**What is needed:**
Set down exactly the lines from the one containing "Target: white cloud" through the last line of the records below, both included, and nothing else.
==== Dataset records ====
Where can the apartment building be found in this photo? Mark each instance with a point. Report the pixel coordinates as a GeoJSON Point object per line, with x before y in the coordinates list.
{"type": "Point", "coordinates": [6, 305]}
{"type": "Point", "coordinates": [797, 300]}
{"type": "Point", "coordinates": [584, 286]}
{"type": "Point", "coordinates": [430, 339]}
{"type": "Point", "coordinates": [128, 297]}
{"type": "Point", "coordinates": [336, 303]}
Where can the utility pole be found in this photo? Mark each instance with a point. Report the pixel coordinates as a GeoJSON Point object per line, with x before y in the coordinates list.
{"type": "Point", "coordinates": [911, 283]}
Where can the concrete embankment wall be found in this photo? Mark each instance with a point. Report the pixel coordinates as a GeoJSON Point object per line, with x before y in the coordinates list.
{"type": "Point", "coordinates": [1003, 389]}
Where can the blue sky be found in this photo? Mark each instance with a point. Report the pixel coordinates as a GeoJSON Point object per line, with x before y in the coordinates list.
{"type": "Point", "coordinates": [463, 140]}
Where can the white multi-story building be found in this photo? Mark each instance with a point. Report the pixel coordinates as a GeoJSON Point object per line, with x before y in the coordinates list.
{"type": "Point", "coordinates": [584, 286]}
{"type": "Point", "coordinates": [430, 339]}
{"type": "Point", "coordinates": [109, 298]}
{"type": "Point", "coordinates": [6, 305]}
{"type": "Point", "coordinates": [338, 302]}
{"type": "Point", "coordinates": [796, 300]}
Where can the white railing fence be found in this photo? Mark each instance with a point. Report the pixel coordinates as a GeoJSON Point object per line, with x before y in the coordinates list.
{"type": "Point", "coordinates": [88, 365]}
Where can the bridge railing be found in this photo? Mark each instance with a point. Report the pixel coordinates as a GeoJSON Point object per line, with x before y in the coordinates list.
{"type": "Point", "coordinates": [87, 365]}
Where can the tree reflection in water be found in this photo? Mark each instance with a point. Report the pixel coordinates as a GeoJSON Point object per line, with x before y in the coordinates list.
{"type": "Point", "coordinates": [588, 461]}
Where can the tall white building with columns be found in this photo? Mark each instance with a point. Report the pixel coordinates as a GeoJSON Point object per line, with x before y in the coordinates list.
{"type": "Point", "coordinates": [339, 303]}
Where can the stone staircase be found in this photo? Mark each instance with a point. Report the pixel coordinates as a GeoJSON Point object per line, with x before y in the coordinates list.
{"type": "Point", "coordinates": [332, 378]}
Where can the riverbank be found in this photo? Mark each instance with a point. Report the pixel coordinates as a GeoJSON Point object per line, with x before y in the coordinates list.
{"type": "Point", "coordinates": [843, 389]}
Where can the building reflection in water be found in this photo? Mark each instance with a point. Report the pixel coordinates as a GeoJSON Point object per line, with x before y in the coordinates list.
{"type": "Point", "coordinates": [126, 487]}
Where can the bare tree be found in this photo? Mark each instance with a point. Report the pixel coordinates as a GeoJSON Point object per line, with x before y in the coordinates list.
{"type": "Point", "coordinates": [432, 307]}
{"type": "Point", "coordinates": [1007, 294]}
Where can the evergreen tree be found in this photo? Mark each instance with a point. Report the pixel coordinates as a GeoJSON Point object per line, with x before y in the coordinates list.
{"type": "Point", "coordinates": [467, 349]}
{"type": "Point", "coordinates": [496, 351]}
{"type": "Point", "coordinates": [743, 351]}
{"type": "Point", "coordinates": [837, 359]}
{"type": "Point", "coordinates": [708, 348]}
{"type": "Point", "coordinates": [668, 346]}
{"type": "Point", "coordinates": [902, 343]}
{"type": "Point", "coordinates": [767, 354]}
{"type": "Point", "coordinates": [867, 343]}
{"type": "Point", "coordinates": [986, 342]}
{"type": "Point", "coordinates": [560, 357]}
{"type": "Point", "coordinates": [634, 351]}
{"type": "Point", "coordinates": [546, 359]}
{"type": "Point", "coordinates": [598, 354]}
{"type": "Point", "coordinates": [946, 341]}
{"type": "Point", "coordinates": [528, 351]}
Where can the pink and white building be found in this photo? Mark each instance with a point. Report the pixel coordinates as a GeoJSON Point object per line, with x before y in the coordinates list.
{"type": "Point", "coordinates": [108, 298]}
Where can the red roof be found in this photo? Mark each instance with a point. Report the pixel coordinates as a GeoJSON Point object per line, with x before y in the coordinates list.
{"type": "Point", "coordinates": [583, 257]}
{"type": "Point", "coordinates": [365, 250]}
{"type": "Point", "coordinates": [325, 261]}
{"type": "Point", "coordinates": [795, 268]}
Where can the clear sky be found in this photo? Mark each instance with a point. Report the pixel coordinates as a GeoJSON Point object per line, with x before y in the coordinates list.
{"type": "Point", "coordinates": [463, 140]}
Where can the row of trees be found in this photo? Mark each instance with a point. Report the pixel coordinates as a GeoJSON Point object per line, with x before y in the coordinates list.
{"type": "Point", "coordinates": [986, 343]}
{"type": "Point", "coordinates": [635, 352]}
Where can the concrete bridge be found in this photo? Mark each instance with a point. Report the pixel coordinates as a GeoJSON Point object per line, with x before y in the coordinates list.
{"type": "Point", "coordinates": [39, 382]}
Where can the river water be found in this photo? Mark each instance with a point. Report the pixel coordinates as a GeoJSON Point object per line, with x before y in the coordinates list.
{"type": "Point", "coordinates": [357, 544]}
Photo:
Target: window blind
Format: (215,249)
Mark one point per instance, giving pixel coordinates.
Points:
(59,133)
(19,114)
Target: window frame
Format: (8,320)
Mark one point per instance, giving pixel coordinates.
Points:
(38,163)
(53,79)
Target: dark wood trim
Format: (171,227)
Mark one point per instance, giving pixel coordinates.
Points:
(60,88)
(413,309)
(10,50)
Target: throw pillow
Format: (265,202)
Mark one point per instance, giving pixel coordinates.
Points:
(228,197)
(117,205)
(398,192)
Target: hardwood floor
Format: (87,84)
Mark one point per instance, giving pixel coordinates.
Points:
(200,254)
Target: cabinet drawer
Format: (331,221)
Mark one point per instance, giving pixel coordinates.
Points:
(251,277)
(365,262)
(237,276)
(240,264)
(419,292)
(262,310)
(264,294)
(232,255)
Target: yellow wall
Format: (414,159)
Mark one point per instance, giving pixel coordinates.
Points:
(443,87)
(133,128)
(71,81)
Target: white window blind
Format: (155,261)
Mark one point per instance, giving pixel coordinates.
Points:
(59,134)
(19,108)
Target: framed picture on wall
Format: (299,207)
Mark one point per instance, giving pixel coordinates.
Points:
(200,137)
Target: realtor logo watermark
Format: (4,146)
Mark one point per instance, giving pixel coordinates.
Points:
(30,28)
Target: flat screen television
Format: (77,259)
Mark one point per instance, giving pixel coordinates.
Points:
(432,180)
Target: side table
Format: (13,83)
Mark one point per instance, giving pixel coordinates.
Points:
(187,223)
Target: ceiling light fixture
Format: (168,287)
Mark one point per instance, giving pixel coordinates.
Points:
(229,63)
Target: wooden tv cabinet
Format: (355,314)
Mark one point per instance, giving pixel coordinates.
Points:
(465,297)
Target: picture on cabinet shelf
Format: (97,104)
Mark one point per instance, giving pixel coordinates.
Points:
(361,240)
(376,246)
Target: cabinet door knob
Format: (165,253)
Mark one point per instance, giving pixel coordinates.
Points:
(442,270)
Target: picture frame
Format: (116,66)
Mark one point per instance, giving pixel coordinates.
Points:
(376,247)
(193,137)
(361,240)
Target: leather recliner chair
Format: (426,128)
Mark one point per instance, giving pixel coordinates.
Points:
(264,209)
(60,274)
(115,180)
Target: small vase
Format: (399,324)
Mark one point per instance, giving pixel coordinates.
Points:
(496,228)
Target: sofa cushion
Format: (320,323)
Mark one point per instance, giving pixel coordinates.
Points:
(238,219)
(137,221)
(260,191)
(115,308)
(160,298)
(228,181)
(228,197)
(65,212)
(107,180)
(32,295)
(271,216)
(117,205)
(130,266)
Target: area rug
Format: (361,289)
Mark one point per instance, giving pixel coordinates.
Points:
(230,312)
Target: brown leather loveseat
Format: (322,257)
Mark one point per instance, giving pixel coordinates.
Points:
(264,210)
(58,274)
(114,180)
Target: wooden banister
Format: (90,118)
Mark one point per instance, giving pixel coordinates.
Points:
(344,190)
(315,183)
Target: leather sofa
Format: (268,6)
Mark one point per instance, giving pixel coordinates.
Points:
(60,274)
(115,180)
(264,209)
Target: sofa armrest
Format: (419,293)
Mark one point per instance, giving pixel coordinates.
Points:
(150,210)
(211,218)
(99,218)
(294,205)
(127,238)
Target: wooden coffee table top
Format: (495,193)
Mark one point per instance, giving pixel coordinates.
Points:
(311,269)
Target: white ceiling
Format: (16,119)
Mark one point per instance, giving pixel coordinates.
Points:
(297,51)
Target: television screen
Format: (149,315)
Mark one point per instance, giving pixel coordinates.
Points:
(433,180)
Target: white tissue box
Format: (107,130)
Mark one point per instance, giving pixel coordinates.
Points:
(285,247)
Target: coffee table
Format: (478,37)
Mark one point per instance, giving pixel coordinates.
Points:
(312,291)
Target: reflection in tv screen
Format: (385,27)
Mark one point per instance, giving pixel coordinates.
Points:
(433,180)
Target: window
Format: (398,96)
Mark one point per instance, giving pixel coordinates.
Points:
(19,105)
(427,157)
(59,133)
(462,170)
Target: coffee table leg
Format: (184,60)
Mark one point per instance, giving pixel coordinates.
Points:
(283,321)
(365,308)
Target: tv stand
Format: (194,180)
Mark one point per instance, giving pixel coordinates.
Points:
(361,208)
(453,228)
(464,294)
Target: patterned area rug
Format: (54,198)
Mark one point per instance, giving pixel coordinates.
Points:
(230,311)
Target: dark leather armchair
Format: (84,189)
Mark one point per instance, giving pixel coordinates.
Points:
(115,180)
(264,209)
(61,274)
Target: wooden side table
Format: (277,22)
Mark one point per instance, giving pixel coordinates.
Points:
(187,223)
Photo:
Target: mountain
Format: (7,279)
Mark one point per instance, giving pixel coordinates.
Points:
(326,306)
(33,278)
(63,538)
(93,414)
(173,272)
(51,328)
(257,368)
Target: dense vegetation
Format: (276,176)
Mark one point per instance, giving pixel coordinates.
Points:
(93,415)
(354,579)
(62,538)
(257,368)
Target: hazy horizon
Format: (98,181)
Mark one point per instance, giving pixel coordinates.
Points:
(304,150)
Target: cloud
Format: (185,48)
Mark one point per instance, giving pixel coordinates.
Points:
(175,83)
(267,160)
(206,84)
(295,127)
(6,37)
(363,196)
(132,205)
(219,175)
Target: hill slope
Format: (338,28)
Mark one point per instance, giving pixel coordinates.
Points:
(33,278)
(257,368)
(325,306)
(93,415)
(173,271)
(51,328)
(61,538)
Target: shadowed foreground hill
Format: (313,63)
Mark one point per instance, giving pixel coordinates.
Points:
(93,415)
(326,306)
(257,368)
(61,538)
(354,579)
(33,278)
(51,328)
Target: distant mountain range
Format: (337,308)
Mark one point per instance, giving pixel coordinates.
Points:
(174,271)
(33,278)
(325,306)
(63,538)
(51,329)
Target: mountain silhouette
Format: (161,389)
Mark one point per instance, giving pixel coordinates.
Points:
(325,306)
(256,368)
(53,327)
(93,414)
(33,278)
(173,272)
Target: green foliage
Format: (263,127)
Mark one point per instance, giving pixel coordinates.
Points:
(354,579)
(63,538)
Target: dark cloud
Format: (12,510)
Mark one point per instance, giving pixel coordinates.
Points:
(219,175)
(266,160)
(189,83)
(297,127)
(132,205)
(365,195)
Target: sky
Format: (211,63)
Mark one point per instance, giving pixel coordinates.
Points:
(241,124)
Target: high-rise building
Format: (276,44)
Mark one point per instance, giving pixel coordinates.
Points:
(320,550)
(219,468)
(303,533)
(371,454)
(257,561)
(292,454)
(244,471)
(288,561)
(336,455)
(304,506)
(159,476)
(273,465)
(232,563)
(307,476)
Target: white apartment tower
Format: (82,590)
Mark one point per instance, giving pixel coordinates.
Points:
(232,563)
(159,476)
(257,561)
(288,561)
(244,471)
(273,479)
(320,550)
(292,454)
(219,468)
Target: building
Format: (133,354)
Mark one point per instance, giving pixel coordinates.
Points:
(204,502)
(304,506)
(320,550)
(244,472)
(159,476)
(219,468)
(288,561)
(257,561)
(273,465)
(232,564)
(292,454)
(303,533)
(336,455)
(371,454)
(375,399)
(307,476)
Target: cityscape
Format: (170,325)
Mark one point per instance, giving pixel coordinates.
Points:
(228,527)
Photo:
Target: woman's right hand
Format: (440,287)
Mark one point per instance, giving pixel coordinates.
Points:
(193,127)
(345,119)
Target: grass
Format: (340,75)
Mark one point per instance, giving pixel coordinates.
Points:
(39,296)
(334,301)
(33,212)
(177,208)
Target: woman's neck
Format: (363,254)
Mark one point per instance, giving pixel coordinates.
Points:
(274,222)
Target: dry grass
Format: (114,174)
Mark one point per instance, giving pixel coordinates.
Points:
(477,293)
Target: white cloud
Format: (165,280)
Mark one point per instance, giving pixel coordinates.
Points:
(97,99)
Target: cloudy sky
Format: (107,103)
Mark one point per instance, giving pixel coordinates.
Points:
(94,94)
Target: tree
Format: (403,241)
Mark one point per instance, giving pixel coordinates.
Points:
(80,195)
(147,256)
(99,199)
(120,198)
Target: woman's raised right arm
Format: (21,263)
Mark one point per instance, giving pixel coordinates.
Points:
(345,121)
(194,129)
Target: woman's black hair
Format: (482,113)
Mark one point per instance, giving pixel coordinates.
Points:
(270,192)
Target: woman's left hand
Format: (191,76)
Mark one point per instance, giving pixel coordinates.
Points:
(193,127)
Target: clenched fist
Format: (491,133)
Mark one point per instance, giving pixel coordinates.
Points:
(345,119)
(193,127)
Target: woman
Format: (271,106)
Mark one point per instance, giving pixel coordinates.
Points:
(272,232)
====
**Written reply:**
Target: white cloud
Format: (165,280)
Mark one point per instance, giving pixel coordinates.
Points:
(97,99)
Target: cloudy sky
Format: (107,103)
Mark one point per instance, giving pixel coordinates.
Points:
(94,94)
Target: tree
Format: (403,241)
Mark one point per instance, giving pixel coordinates.
Points:
(80,195)
(147,256)
(99,199)
(120,198)
Target: woman's raised right arm
Format: (21,263)
Mark one point per instance, giving pixel coordinates.
Points:
(345,121)
(194,129)
Target: woman's black hair
Format: (482,113)
Mark one point per instance, giving pixel coordinates.
Points:
(270,192)
Target: woman's left hand
Format: (191,76)
Mark one point per instance, giving pixel coordinates.
Points:
(193,127)
Target: clenched fist
Format: (491,133)
Mark one point per instance, giving pixel coordinates.
Points:
(345,119)
(193,127)
Target: woman
Format: (271,106)
Mark one point per instance, giving pixel coordinates.
Points:
(272,232)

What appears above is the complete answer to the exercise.